**YOUR TASK**
Everything in the records below except the images should be output exactly as written.

┌────────

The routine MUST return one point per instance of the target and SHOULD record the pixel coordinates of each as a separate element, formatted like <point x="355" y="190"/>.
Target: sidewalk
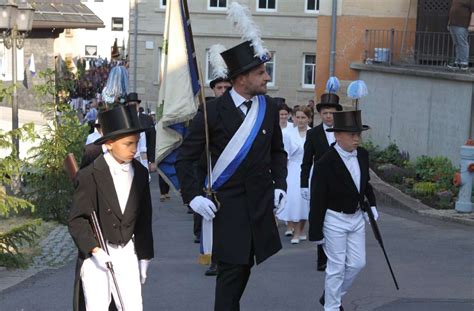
<point x="59" y="249"/>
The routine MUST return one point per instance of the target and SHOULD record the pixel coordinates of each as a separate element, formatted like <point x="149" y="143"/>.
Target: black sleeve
<point x="83" y="203"/>
<point x="307" y="161"/>
<point x="143" y="226"/>
<point x="318" y="207"/>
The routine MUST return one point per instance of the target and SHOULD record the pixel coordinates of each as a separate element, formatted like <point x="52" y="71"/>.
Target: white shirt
<point x="122" y="175"/>
<point x="239" y="100"/>
<point x="352" y="164"/>
<point x="93" y="137"/>
<point x="329" y="135"/>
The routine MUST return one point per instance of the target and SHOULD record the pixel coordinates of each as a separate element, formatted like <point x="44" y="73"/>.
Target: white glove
<point x="101" y="258"/>
<point x="279" y="201"/>
<point x="305" y="193"/>
<point x="143" y="265"/>
<point x="203" y="206"/>
<point x="374" y="211"/>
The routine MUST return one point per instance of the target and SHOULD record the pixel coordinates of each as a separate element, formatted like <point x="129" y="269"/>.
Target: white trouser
<point x="344" y="236"/>
<point x="98" y="284"/>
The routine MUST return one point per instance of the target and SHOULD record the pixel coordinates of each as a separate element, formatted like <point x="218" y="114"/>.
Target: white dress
<point x="296" y="208"/>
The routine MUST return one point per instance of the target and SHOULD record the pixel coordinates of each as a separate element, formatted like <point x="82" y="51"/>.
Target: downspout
<point x="135" y="42"/>
<point x="332" y="54"/>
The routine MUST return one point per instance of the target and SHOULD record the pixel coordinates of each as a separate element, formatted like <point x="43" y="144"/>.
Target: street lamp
<point x="16" y="22"/>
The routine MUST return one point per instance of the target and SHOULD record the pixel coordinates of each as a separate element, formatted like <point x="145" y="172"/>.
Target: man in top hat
<point x="116" y="187"/>
<point x="317" y="143"/>
<point x="339" y="187"/>
<point x="249" y="181"/>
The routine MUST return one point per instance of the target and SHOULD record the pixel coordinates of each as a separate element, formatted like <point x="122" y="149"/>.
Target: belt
<point x="340" y="210"/>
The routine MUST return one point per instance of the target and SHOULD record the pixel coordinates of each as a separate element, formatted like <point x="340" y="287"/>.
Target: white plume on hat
<point x="242" y="20"/>
<point x="219" y="68"/>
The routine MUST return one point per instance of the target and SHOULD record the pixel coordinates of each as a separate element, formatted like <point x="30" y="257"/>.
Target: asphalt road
<point x="433" y="262"/>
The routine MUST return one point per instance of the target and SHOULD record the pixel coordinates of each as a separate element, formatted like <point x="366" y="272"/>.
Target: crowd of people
<point x="268" y="165"/>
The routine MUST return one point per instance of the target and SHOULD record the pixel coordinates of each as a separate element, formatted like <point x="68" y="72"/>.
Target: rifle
<point x="70" y="165"/>
<point x="375" y="229"/>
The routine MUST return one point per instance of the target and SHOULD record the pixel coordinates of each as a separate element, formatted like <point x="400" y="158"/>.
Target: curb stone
<point x="391" y="196"/>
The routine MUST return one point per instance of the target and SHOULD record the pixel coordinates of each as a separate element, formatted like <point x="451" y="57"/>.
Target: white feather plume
<point x="242" y="20"/>
<point x="219" y="68"/>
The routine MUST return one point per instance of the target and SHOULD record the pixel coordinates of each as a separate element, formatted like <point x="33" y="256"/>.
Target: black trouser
<point x="322" y="258"/>
<point x="230" y="285"/>
<point x="164" y="187"/>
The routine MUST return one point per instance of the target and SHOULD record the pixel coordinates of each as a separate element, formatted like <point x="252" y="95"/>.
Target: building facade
<point x="96" y="43"/>
<point x="288" y="30"/>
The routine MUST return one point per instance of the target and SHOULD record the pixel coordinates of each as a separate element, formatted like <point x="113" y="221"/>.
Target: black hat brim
<point x="116" y="134"/>
<point x="320" y="106"/>
<point x="246" y="68"/>
<point x="349" y="129"/>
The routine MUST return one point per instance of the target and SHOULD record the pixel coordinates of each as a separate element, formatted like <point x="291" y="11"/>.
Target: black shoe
<point x="212" y="271"/>
<point x="321" y="301"/>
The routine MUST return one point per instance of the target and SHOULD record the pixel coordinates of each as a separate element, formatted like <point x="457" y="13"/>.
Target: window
<point x="266" y="5"/>
<point x="312" y="6"/>
<point x="217" y="4"/>
<point x="209" y="68"/>
<point x="270" y="67"/>
<point x="91" y="50"/>
<point x="6" y="63"/>
<point x="309" y="70"/>
<point x="117" y="23"/>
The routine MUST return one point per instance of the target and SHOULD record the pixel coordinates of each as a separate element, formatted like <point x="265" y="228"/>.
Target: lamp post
<point x="16" y="22"/>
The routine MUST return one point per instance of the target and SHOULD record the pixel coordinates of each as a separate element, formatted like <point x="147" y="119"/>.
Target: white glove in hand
<point x="143" y="265"/>
<point x="203" y="206"/>
<point x="374" y="211"/>
<point x="279" y="201"/>
<point x="101" y="258"/>
<point x="305" y="193"/>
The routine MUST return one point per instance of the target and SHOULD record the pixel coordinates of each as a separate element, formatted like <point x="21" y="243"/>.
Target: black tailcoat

└────────

**ANSWER BOX**
The routine MUST return one point per instance of the target and SHOULD record the pixel coordinates of each as a separate element, formatted like <point x="355" y="190"/>.
Target: sidewalk
<point x="59" y="249"/>
The routine MUST return one point per instance of the target and SHOULD record the pixel coordinates of each as a separate element, formatted like <point x="149" y="143"/>.
Target: black sleeve
<point x="83" y="203"/>
<point x="307" y="161"/>
<point x="143" y="226"/>
<point x="318" y="207"/>
The routine MUST return one point per instance of the target and SHOULD record the pixel coordinates of each as a separate element, formatted like <point x="52" y="71"/>.
Target: white shirt
<point x="122" y="175"/>
<point x="239" y="100"/>
<point x="352" y="164"/>
<point x="93" y="137"/>
<point x="329" y="135"/>
The routine MUST return one point per instance of the target and SHOULD record the pixel coordinates of each as a separate element, formatted like <point x="44" y="73"/>.
Target: white glove
<point x="101" y="258"/>
<point x="279" y="201"/>
<point x="305" y="193"/>
<point x="143" y="265"/>
<point x="203" y="206"/>
<point x="374" y="211"/>
The routine MUST return one point per instance of the target and SHOULD record the pixel coordinates of each as a separate element, formatted like <point x="129" y="269"/>.
Target: white trouser
<point x="344" y="236"/>
<point x="98" y="284"/>
The routine MUST return one point per instance of the target and SHOULD record the pixel coordinates of each as a separate element, formatted like <point x="218" y="114"/>.
Target: white dress
<point x="296" y="208"/>
The routine MUST return one point per instance of the target and SHOULD record the pixel coordinates of each as a separate element, formatted like <point x="82" y="51"/>.
Target: downspout
<point x="135" y="42"/>
<point x="332" y="54"/>
The routine MUST return one point per instance of the target and SHOULD record the pixel coordinates of each as a separate element, formatted like <point x="43" y="144"/>.
Target: street lamp
<point x="16" y="22"/>
The routine MUST return one point per instance of the target and SHOULD record the pixel coordinates of each as a separate element, formatted like <point x="145" y="172"/>.
Target: man in top hat
<point x="116" y="187"/>
<point x="317" y="143"/>
<point x="339" y="187"/>
<point x="249" y="181"/>
The routine MUST return one point per instance of the target and SHOULD record the pixel coordinates of each as a separate element, formatted like <point x="122" y="149"/>.
Target: belt
<point x="340" y="210"/>
The routine MUST return one point per instance of the target and SHOULD record the pixel coordinates of each as a separate element, formatted like <point x="340" y="287"/>.
Target: white plume on hat
<point x="242" y="20"/>
<point x="219" y="68"/>
The routine MUST return one point per instance of the target and SHOULD record the pixel coordinates of each as a separate element, formatted like <point x="30" y="257"/>.
Target: asphalt road
<point x="433" y="262"/>
The routine MUST return one point per instance of the target and SHOULD record the pixel coordinates of each as a separate element, formatted like <point x="366" y="272"/>.
Target: crowd of people
<point x="268" y="165"/>
The routine MUST return one point per instance of the target and SHOULD record the pixel coordinates of each as a separate element, formatted like <point x="68" y="72"/>.
Target: rifle
<point x="70" y="165"/>
<point x="375" y="229"/>
The routine MUST return one point per instance of the target and SHOULD record the pixel coordinates of each as a separate element, formatted like <point x="400" y="158"/>.
Target: curb stone
<point x="391" y="196"/>
The routine MUST return one point per instance of the target and SHOULD record the pixel coordinates of each as a separate element, formatted like <point x="451" y="57"/>.
Target: white feather plume
<point x="242" y="20"/>
<point x="219" y="68"/>
The routine MUST return one point per instance of the target and SHOULD record the pixel coordinates of each as a separate element, formatted like <point x="33" y="256"/>.
Target: black trouser
<point x="322" y="258"/>
<point x="230" y="285"/>
<point x="164" y="187"/>
The routine MUST return one point per instance of the target and SHOULD record the pixel coordinates of each as a separate element, formatted like <point x="252" y="95"/>.
Target: building facade
<point x="96" y="43"/>
<point x="288" y="30"/>
The routine MUST return one point per instance of the target and SHOULD record the pixel coordinates of each as a separate element, formatted like <point x="113" y="221"/>.
Target: black hat brim
<point x="116" y="134"/>
<point x="320" y="106"/>
<point x="246" y="68"/>
<point x="349" y="129"/>
The routine MUST return one point per instance of the target and SHOULD record the pixel coordinates of each as a separate element, formatted like <point x="291" y="11"/>.
Target: black shoe
<point x="212" y="271"/>
<point x="321" y="301"/>
The routine MUST return one point per instance of the target and SHOULD record the pixel coordinates of each as a separate element, formatted like <point x="457" y="13"/>.
Target: window
<point x="266" y="5"/>
<point x="312" y="6"/>
<point x="217" y="4"/>
<point x="209" y="68"/>
<point x="270" y="67"/>
<point x="91" y="50"/>
<point x="6" y="63"/>
<point x="309" y="70"/>
<point x="117" y="23"/>
The routine MUST return one point per instance of the target and SHOULD record the pixel coordinates of each as a separate element, formatted like <point x="265" y="228"/>.
Target: lamp post
<point x="16" y="22"/>
The routine MUST return one point per instance of the target and SHOULD record the pixel coordinates of each as a separate element, formatted like <point x="147" y="119"/>.
Target: white glove in hand
<point x="143" y="265"/>
<point x="203" y="206"/>
<point x="374" y="211"/>
<point x="279" y="201"/>
<point x="101" y="258"/>
<point x="305" y="193"/>
The routine MUST return one point per instance of the target and SHOULD record the pixel coordinates of each as a separate element, formatted like <point x="21" y="243"/>.
Target: black tailcoat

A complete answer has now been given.